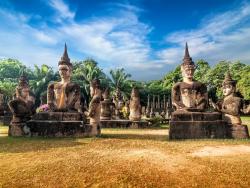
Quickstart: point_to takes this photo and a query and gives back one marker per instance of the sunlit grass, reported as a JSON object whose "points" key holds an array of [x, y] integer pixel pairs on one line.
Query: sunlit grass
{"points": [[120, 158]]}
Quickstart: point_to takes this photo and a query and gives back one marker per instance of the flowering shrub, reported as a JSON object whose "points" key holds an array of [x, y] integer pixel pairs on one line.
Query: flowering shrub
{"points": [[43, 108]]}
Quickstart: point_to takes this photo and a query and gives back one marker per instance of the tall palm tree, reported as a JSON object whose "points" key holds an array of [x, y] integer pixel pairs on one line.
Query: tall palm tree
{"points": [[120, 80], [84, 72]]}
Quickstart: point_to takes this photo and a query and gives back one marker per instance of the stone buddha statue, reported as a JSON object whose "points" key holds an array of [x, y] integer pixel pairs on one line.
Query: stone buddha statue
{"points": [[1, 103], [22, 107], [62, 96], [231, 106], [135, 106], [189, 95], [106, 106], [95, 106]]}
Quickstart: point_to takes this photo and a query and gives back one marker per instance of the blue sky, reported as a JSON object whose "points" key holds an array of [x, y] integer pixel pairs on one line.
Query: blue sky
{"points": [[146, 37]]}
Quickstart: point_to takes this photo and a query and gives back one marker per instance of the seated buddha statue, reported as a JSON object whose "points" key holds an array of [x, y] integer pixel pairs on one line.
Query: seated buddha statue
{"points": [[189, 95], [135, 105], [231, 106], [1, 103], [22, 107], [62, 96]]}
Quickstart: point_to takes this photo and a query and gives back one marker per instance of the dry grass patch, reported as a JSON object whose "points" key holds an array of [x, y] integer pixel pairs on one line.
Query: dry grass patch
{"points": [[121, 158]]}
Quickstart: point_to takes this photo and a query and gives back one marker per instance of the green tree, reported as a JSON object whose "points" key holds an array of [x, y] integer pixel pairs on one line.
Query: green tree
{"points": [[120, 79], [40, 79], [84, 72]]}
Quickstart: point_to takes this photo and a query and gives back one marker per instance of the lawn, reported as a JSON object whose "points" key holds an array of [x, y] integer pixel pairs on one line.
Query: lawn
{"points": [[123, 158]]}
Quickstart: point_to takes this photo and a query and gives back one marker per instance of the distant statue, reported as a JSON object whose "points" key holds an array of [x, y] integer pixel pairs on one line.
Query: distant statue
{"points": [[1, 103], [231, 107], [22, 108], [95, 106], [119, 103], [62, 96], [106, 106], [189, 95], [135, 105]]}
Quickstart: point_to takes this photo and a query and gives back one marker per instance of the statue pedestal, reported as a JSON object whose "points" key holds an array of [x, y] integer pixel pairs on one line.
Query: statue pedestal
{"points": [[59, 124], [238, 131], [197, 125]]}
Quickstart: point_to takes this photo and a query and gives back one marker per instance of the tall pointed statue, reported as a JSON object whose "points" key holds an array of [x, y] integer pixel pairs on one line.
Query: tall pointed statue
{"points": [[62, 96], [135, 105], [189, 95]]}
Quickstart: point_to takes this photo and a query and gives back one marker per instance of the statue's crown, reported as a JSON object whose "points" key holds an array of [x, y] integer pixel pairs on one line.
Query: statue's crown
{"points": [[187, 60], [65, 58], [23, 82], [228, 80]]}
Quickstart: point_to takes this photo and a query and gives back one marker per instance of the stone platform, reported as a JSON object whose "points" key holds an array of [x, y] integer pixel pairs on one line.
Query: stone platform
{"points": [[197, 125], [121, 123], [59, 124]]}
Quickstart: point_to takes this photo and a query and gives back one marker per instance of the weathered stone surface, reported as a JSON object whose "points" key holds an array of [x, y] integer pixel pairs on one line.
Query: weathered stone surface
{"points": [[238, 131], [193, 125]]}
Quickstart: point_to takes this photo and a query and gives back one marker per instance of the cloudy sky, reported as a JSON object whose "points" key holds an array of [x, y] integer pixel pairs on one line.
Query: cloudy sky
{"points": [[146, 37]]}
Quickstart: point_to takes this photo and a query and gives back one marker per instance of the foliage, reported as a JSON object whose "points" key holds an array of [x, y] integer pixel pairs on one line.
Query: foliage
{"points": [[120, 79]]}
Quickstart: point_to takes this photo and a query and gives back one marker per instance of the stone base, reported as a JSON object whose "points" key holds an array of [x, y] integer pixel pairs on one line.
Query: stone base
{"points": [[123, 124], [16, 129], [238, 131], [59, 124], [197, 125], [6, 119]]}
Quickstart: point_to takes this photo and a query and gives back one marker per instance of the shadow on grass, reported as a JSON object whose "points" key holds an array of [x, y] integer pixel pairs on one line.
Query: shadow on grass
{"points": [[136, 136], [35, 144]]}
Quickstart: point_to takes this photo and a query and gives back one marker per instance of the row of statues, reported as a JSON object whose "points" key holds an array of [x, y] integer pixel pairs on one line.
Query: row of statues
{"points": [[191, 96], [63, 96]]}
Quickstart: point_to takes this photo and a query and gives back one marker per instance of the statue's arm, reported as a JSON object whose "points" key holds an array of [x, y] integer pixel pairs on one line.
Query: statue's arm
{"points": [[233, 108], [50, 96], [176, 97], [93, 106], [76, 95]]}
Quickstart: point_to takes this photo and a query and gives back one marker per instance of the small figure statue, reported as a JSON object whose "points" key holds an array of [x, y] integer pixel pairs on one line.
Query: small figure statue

* * *

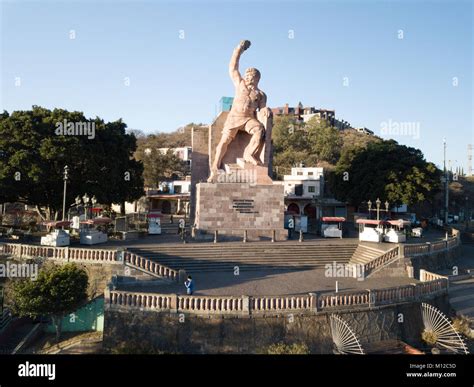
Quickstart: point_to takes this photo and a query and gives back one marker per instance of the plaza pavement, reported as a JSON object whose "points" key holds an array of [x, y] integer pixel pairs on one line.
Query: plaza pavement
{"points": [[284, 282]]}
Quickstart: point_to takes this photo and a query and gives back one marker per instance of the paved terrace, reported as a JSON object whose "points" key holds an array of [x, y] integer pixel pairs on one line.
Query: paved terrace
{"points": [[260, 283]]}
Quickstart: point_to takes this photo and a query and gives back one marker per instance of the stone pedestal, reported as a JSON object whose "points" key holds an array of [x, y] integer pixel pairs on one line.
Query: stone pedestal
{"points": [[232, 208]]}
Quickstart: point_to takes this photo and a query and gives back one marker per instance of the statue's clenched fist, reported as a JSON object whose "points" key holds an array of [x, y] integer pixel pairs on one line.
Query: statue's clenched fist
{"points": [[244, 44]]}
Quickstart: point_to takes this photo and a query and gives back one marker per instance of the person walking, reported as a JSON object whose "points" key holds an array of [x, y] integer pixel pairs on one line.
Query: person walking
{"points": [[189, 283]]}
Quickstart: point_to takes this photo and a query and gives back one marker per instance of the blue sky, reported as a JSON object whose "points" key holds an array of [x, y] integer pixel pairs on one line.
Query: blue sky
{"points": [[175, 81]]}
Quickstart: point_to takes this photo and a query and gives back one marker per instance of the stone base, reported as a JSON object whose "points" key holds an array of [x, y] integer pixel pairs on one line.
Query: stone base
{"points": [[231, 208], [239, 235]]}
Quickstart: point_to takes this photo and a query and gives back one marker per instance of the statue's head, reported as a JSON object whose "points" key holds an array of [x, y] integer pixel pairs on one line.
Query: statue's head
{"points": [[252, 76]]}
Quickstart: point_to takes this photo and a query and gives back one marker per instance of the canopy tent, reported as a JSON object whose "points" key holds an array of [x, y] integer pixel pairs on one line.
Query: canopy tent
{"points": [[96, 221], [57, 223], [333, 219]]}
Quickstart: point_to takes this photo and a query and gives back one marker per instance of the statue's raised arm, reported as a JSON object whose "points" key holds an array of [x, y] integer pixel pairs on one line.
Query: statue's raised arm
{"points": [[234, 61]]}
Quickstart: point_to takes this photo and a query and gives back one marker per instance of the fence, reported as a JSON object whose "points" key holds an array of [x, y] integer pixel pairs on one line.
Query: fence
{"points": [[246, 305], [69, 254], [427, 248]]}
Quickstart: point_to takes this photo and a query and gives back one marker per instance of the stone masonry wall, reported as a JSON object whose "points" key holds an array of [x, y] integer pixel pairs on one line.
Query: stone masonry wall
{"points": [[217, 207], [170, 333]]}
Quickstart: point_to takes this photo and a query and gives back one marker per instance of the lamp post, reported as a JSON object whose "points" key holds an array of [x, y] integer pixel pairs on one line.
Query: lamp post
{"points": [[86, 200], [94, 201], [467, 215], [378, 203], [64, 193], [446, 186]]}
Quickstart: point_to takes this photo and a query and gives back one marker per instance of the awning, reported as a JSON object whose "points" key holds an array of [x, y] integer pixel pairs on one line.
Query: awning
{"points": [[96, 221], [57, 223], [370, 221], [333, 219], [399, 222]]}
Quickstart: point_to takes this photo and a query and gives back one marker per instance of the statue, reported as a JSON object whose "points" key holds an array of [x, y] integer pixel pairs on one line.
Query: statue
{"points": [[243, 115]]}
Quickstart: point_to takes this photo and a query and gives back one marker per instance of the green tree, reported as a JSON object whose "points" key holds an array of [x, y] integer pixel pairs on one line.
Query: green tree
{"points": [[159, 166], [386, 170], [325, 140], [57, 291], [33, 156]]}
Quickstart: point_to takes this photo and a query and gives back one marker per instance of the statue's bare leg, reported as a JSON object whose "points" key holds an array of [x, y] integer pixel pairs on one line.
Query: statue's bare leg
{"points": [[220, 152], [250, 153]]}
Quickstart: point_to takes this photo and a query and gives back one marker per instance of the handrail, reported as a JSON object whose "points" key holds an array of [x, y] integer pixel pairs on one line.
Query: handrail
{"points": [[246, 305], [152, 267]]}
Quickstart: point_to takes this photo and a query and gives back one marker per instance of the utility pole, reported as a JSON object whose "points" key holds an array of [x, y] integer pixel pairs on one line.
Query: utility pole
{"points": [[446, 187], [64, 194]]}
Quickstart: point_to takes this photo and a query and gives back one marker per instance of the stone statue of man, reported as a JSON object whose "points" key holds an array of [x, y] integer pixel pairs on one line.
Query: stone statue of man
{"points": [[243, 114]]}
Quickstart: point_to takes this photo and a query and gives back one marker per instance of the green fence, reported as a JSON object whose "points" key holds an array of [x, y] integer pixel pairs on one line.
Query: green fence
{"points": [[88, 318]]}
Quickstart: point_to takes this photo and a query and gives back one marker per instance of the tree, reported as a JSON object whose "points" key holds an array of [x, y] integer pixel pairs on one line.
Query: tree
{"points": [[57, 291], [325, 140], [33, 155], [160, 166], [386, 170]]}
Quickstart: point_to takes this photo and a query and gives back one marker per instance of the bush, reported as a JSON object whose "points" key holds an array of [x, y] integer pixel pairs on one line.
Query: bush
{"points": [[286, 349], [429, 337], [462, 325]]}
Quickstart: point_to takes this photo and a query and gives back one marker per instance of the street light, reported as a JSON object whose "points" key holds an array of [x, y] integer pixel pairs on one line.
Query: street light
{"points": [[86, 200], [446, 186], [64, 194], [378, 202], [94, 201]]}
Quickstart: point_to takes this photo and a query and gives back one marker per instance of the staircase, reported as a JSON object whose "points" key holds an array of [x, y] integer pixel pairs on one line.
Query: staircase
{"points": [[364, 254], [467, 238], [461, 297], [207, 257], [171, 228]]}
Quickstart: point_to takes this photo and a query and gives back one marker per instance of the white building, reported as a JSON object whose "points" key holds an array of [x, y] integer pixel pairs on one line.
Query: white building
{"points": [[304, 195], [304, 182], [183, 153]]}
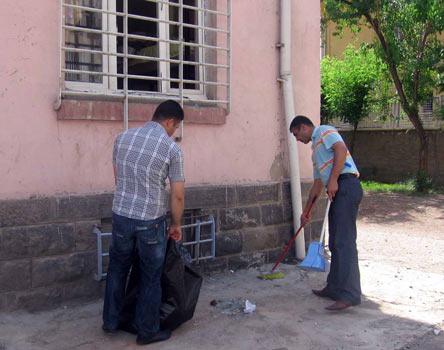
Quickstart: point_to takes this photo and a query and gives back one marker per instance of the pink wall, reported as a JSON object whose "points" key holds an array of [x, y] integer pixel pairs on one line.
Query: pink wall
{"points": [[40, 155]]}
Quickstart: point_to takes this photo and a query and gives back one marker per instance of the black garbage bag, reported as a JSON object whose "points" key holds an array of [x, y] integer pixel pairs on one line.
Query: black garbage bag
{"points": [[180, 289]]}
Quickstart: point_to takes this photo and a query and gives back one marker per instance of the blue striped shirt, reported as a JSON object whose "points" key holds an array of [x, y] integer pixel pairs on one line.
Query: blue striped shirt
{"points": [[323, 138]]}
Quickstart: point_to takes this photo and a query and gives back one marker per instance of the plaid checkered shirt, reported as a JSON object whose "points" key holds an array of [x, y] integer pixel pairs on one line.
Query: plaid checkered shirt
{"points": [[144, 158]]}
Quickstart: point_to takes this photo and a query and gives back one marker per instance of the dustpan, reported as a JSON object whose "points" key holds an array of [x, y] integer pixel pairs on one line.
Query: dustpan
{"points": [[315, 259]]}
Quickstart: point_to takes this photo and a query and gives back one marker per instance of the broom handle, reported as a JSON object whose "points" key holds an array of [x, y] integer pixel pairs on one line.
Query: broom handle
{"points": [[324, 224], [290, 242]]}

==

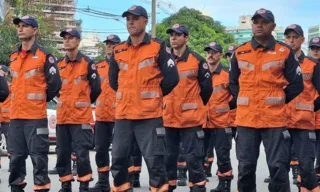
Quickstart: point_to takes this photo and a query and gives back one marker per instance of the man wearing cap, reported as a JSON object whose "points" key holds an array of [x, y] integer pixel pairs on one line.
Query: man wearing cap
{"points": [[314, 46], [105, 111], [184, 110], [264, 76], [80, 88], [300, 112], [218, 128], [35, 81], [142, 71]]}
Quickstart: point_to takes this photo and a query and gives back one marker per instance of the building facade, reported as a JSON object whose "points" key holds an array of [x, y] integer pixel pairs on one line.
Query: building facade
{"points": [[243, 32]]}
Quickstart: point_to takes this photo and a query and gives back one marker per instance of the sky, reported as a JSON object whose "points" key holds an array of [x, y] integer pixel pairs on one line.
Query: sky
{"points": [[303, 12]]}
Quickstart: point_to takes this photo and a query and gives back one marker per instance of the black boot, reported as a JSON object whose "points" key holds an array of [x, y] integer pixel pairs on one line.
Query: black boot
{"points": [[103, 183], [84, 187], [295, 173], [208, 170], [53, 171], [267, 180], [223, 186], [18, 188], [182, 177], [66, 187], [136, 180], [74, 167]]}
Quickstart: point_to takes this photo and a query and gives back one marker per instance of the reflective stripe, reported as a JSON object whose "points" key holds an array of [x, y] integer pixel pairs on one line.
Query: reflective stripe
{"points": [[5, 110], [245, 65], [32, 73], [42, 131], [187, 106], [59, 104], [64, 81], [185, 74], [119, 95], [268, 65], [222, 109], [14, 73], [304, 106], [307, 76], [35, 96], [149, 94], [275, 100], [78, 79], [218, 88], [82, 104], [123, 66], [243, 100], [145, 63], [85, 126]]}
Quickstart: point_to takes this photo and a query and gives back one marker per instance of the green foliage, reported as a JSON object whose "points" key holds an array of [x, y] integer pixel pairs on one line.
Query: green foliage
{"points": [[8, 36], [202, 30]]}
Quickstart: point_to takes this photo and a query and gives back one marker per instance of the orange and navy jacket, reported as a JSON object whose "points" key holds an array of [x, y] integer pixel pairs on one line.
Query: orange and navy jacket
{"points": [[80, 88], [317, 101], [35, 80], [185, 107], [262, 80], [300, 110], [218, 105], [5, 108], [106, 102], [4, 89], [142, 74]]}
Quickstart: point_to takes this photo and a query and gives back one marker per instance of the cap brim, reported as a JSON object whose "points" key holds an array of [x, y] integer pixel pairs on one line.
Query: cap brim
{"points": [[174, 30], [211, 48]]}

→ Given problem:
Count the lines of the records above that contain the string "staircase". Give only the number.

→ Complete output:
2